— Data extract —
════════════════════
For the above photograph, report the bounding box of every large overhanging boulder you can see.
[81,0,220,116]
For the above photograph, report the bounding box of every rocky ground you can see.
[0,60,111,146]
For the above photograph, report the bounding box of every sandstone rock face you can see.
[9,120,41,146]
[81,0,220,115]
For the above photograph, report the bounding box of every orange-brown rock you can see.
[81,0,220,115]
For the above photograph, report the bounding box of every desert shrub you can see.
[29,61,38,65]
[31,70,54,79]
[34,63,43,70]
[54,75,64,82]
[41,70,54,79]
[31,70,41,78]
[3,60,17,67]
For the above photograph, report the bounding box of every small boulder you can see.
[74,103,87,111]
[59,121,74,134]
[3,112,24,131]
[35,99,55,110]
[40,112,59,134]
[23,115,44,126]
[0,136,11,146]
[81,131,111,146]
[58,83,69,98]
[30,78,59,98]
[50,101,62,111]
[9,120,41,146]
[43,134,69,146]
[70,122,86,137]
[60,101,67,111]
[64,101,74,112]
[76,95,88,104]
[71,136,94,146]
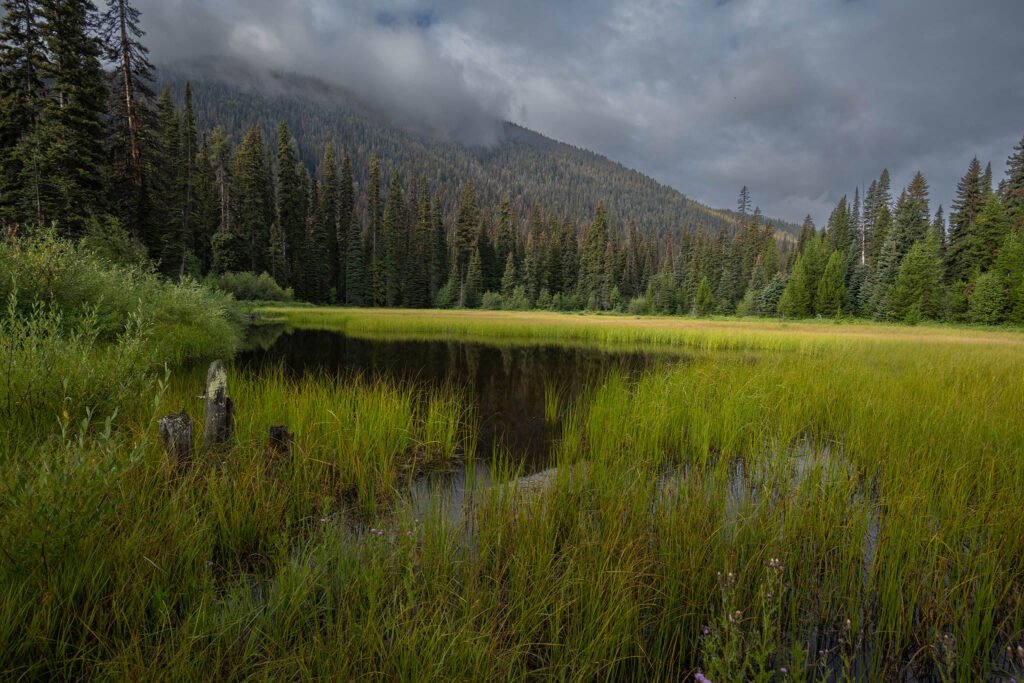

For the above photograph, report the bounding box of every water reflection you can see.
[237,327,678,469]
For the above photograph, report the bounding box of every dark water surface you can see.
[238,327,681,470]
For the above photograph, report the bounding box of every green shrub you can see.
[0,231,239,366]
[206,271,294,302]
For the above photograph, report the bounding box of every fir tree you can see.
════════════════════
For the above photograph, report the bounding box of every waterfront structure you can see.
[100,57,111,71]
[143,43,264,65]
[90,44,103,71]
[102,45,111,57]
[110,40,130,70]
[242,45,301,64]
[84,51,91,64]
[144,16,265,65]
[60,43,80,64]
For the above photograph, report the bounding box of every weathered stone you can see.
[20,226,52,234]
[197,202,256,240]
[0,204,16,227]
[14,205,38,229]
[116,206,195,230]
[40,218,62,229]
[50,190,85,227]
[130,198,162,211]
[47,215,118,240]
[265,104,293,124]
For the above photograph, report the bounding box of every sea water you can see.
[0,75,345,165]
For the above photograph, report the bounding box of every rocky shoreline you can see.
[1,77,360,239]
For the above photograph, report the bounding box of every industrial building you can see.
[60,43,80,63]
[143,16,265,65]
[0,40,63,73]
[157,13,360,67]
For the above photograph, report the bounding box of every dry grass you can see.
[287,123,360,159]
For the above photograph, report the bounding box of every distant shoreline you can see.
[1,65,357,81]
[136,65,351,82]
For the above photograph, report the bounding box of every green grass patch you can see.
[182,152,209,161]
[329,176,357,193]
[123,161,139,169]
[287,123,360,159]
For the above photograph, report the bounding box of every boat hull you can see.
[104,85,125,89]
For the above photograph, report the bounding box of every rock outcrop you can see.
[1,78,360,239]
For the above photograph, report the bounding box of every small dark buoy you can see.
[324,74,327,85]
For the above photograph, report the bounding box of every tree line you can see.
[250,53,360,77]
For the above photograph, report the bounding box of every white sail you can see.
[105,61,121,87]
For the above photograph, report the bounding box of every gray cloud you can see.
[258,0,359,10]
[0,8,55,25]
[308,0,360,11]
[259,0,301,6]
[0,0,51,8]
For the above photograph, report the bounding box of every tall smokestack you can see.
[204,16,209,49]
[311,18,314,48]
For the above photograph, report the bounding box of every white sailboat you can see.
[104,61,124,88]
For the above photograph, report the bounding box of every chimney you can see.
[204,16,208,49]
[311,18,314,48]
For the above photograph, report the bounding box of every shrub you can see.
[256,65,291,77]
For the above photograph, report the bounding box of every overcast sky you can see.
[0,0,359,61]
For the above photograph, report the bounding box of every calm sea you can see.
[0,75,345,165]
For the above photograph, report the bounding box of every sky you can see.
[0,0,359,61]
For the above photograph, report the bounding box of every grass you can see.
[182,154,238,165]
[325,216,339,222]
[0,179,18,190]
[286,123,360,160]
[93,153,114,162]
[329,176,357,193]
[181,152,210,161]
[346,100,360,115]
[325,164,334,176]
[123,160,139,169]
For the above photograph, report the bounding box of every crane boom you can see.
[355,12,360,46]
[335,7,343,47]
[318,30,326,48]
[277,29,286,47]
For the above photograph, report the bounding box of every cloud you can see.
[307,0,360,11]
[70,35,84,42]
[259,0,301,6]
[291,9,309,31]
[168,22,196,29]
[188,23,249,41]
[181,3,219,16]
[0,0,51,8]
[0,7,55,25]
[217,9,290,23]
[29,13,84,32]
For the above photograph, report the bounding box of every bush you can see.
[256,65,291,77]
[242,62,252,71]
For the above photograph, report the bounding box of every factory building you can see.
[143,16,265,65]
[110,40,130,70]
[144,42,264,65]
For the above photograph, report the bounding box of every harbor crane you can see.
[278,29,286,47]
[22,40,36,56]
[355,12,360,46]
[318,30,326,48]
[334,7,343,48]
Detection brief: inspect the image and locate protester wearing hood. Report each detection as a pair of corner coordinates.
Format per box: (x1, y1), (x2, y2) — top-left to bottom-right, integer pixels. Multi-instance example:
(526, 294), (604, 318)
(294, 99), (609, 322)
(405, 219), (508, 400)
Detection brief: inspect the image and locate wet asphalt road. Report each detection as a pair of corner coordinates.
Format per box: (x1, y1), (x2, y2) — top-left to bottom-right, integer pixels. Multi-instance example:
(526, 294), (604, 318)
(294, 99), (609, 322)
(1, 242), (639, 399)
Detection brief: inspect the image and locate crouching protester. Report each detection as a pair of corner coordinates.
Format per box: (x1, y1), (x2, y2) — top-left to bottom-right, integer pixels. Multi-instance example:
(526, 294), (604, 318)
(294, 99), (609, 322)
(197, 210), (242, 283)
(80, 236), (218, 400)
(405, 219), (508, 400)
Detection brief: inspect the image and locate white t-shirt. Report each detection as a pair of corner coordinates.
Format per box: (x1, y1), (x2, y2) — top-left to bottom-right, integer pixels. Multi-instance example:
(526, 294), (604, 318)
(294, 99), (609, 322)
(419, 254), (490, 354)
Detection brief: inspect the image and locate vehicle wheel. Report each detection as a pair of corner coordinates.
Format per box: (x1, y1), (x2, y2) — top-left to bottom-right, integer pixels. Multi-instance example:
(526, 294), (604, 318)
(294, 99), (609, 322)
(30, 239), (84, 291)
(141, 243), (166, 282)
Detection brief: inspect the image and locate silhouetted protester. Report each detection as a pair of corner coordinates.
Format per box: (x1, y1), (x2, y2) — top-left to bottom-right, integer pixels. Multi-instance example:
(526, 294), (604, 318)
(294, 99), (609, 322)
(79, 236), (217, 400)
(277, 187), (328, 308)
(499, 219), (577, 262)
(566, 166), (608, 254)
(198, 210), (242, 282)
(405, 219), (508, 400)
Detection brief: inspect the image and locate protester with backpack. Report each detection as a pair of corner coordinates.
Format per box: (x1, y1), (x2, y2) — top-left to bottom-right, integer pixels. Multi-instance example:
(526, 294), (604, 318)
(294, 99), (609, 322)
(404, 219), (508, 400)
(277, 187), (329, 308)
════════════════════
— Task goal —
Search the data and copy each line containing "image".

— Response area —
Detection brief: inspect the image and locate protester wearing hood. Report each detection as a pair of corner coordinates.
Detection brief: inspect the image and locate wet asphalt road. Report each detection as a pair of corner coordinates.
Detection brief: inspect the image and locate crouching protester. Report each detection as a pair of corner coordinates.
Detection brief: inspect the image and locate white t-shirt. Report each detection as a pair of corner coordinates.
Detection brief: inspect the image and locate vehicle wheel. Report each detection as a pair of corner coordinates.
Detection brief: inspect the image and locate silhouetted protester. Report each detection as a pair of corner coordinates.
Detection brief: inspect the image and locate protester with backpack. Report each detection as a pair of corner coordinates.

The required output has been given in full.